◆ **Exercise brief**:
Reproduce every item below verbatim, leaving out the pictures.

====== Dataset extract ======

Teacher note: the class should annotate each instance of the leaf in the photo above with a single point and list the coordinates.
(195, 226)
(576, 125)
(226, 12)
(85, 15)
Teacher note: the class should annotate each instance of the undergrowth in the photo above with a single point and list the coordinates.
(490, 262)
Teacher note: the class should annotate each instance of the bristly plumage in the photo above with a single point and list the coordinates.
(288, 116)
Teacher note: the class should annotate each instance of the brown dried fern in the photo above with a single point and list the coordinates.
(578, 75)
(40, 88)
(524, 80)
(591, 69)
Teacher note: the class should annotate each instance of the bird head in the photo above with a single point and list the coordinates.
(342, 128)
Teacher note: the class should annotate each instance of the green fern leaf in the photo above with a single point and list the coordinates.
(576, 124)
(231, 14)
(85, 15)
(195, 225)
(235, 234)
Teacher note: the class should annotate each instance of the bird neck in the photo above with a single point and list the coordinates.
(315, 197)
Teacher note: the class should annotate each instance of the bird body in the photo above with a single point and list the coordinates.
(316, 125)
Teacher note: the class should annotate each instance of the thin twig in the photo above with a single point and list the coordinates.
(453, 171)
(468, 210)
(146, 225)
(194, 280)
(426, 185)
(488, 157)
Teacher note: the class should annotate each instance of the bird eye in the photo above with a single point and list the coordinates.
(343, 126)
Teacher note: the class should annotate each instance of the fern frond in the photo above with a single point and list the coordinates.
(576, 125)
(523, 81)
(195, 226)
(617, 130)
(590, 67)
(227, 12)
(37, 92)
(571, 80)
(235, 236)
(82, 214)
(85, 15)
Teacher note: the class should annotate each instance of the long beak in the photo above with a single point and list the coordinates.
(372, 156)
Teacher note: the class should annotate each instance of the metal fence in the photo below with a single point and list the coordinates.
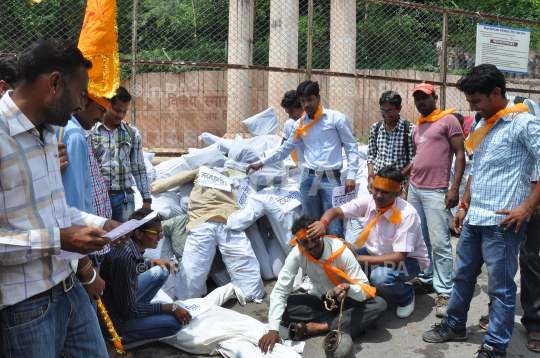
(198, 66)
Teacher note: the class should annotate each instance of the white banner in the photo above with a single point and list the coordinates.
(244, 191)
(287, 200)
(505, 47)
(212, 179)
(339, 197)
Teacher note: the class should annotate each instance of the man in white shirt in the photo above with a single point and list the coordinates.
(322, 131)
(394, 250)
(306, 313)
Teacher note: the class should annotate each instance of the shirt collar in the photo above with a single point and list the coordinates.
(306, 117)
(17, 121)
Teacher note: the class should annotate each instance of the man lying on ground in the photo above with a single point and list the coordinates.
(394, 251)
(132, 283)
(306, 314)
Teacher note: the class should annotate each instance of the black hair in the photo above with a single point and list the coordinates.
(50, 55)
(390, 97)
(8, 71)
(460, 118)
(291, 100)
(391, 173)
(122, 95)
(308, 88)
(301, 223)
(483, 79)
(141, 214)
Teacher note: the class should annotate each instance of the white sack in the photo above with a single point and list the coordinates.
(167, 204)
(261, 253)
(262, 203)
(170, 167)
(209, 139)
(210, 156)
(263, 123)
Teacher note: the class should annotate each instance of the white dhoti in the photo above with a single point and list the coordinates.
(238, 256)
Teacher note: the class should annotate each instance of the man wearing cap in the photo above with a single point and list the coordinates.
(437, 137)
(394, 250)
(323, 131)
(334, 273)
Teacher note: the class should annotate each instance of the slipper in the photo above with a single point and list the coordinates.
(484, 322)
(296, 331)
(532, 339)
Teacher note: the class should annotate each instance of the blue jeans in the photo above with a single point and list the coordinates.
(317, 199)
(121, 211)
(499, 250)
(60, 324)
(150, 327)
(390, 282)
(429, 203)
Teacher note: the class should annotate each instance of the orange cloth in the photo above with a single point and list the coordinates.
(328, 269)
(476, 137)
(387, 184)
(98, 43)
(395, 219)
(435, 116)
(300, 129)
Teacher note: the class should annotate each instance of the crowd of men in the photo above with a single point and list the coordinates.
(69, 162)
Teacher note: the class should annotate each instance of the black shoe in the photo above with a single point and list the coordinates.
(487, 351)
(441, 333)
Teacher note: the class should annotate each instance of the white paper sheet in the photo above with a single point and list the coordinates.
(213, 179)
(339, 197)
(287, 200)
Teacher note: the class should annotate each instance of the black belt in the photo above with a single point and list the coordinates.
(64, 286)
(322, 173)
(120, 192)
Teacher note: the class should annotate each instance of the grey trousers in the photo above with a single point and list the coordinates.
(357, 316)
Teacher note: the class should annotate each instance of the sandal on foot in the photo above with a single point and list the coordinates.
(532, 339)
(297, 331)
(484, 322)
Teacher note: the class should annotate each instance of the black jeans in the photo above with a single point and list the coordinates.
(529, 264)
(356, 315)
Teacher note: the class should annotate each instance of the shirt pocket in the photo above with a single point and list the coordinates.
(124, 154)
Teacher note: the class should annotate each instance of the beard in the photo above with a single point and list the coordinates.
(59, 113)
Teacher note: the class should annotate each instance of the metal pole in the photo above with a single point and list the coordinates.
(134, 63)
(444, 61)
(309, 64)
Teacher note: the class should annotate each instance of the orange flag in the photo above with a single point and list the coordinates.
(98, 43)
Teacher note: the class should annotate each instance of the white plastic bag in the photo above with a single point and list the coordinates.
(263, 123)
(170, 167)
(209, 139)
(210, 156)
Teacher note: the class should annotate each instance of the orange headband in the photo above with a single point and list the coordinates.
(387, 184)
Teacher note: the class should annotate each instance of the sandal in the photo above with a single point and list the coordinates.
(296, 331)
(532, 339)
(421, 288)
(484, 322)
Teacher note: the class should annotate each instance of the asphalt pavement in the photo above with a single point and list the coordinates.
(391, 337)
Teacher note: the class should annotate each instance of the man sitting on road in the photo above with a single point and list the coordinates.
(395, 251)
(306, 313)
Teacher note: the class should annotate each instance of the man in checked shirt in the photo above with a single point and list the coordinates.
(44, 310)
(118, 150)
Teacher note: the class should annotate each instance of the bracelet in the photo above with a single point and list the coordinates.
(325, 222)
(85, 267)
(91, 281)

======

◆ **Answer for the task**:
Teacher note: the class should annotate each instance of the leaf in the photo above with a single point and list the coordinates.
(195, 226)
(576, 125)
(226, 12)
(85, 15)
Teacher note: the class should annotate each instance of the undergrowth in the photo above with a single point and list the coordinates.
(490, 262)
Teacher note: the class should annotate each instance of the bristly plumage in the photo above with a single point and list the coordinates.
(288, 116)
Teacher note: the class should annotate each instance of the brown dried fern in the photo above with a single point and list the coordinates.
(578, 75)
(40, 88)
(524, 80)
(591, 69)
Teacher note: the class should annotate each instance of the bird head in the photo above with a single point and list the coordinates.
(342, 128)
Teacher note: the class should annotate each instance of the green fern leaf in the photo above with a single point and list the coordinates.
(576, 124)
(231, 14)
(85, 15)
(195, 225)
(235, 234)
Teacher note: the class should annotate each instance of the bird neck in the photo above with a single point and list the coordinates.
(315, 197)
Teacher note: the class should annotate each instance of the bird body in the photo above with a single point and list the coordinates.
(316, 125)
Teacher note: the class should annotate each instance of the thin twig in the photo above with a single point and list the coordinates.
(453, 171)
(468, 210)
(146, 225)
(194, 280)
(426, 185)
(488, 157)
Teacher note: the class should annotate each instance of the bird eye in the photo above with a single point and list the coordinates.
(343, 126)
Teacher note: the class should annotate each instance of the fern frond in the photo above with a single point and list the coordinates.
(576, 125)
(523, 81)
(195, 226)
(617, 130)
(590, 67)
(227, 12)
(37, 92)
(571, 80)
(235, 236)
(82, 214)
(85, 15)
Teacher note: the class should annotate each instance of the long beak in the photo above with a single point and list the coordinates.
(372, 156)
Teacher note: the class should annotate each instance of the metal fence in the photo below with a single point and list the coordinates.
(198, 66)
Teacher note: the class should annotate each instance of the white banner in the photo above with a single point and list the coordinates.
(244, 191)
(287, 200)
(505, 47)
(212, 179)
(339, 197)
Teacher note: the class should annotate each instance of the man in white shirt in the photo above with a single point and list the coordinates.
(322, 131)
(394, 250)
(306, 313)
Teacher note: the class should annotate each instance of the shirt collar in the photo above with a single point and list the coordinates.
(306, 117)
(17, 121)
Teacher note: the class should annotate each instance of the man lying on ground in the photo above with a single point and list the coordinates.
(394, 251)
(132, 283)
(306, 314)
Teacher note: the class should annotate each instance of the black hair in the photo above with a single point and list the coordinates.
(50, 55)
(390, 97)
(8, 71)
(460, 118)
(291, 100)
(391, 173)
(122, 95)
(308, 88)
(301, 223)
(483, 79)
(141, 214)
Teacher note: the class should annotate each instance of the white sack in the photo above with a single point and list the coordinates.
(167, 204)
(261, 253)
(262, 203)
(170, 167)
(209, 139)
(210, 156)
(263, 123)
Teacher note: the class should annotate each instance of the white dhoti in the photo above with a single point and list the coordinates.
(238, 256)
Teacher note: the class should annotate each instance of the man wearing cap in the photo above with a single point and list the coordinates.
(437, 137)
(394, 250)
(323, 131)
(334, 273)
Teacher note: the class should annotate each instance of the slipper in the photo above with a single point and list the coordinates.
(484, 322)
(296, 331)
(532, 339)
Teacher note: the class should annotate each instance of the blue jeans in the photo above with a single point and list the coordinates.
(317, 199)
(121, 211)
(499, 250)
(60, 324)
(150, 327)
(390, 282)
(429, 203)
Teacher note: the class should annotate each instance of the orange cloth in the photo above with a single point and list the coordinates.
(328, 269)
(476, 137)
(387, 184)
(98, 43)
(395, 219)
(435, 116)
(300, 129)
Teacher note: the class should annotate each instance of the crowd of men in the photo above with a single point and list the coordinates.
(69, 162)
Teacher note: the class should annotate each instance of the black shoe in the photo above with a single point and list the coordinates.
(487, 351)
(441, 333)
Teacher note: the class should annotate each instance of the white paper sheet in the photo above with a single point and list the coordinates.
(213, 179)
(339, 197)
(287, 200)
Teacher note: the class should annotate each instance of the black belt in the photo above with a single point and list the coordinates.
(64, 286)
(322, 173)
(120, 192)
Teacher note: the class should annotate each instance of the grey trousers in the photo above with a single point and list the coordinates.
(357, 316)
Teacher note: the class should annotate each instance of the sandal on foot in the photo above with a single point and list the coordinates.
(532, 339)
(297, 331)
(484, 322)
Teacher note: the class should annotate each instance of the black jeans in the photo above with a single point and list the coordinates.
(529, 264)
(356, 315)
Teacher note: the class should annotate each instance of the shirt pocket in the photo above with a single point and list the coordinates.
(124, 154)
Teacher note: the class should annotate each instance of the beard in the photo above with a single point and list the coordinates.
(59, 113)
Teacher note: the class should annotate each instance of the metal pole in the photo above with a single point and list the coordinates.
(134, 63)
(444, 61)
(309, 64)
Teacher note: the class should annotate each instance of the orange flag in the photo above with a single point and list the coordinates.
(98, 43)
Teacher note: the class should annotate each instance of the white plastic bag in the photo above with a single point and list the coordinates.
(263, 123)
(170, 167)
(209, 139)
(210, 156)
Teacher note: the class should annotate each instance of the orange headband in the photo above with a single point and list the coordinates.
(387, 184)
Teacher note: the class should annotate each instance of the sandal in the photo above with a single point and list the coordinates.
(296, 331)
(532, 339)
(421, 288)
(484, 322)
Teacher note: the class should annotate each instance of the asphalt pavement in the photo above with a single point and list the coordinates.
(391, 337)
Teacher note: the class should annotate each instance of the man sitting on road in the photo above with a single point and list the coordinates.
(395, 251)
(306, 313)
Teacher note: the class should annotate each instance of the man in checked shirt in the photo above with a single point and list the coordinates.
(44, 310)
(118, 150)
Teacher note: the class should annotate each instance of the bracelet in the photo above with a single point and list the coordinates.
(325, 222)
(85, 267)
(91, 281)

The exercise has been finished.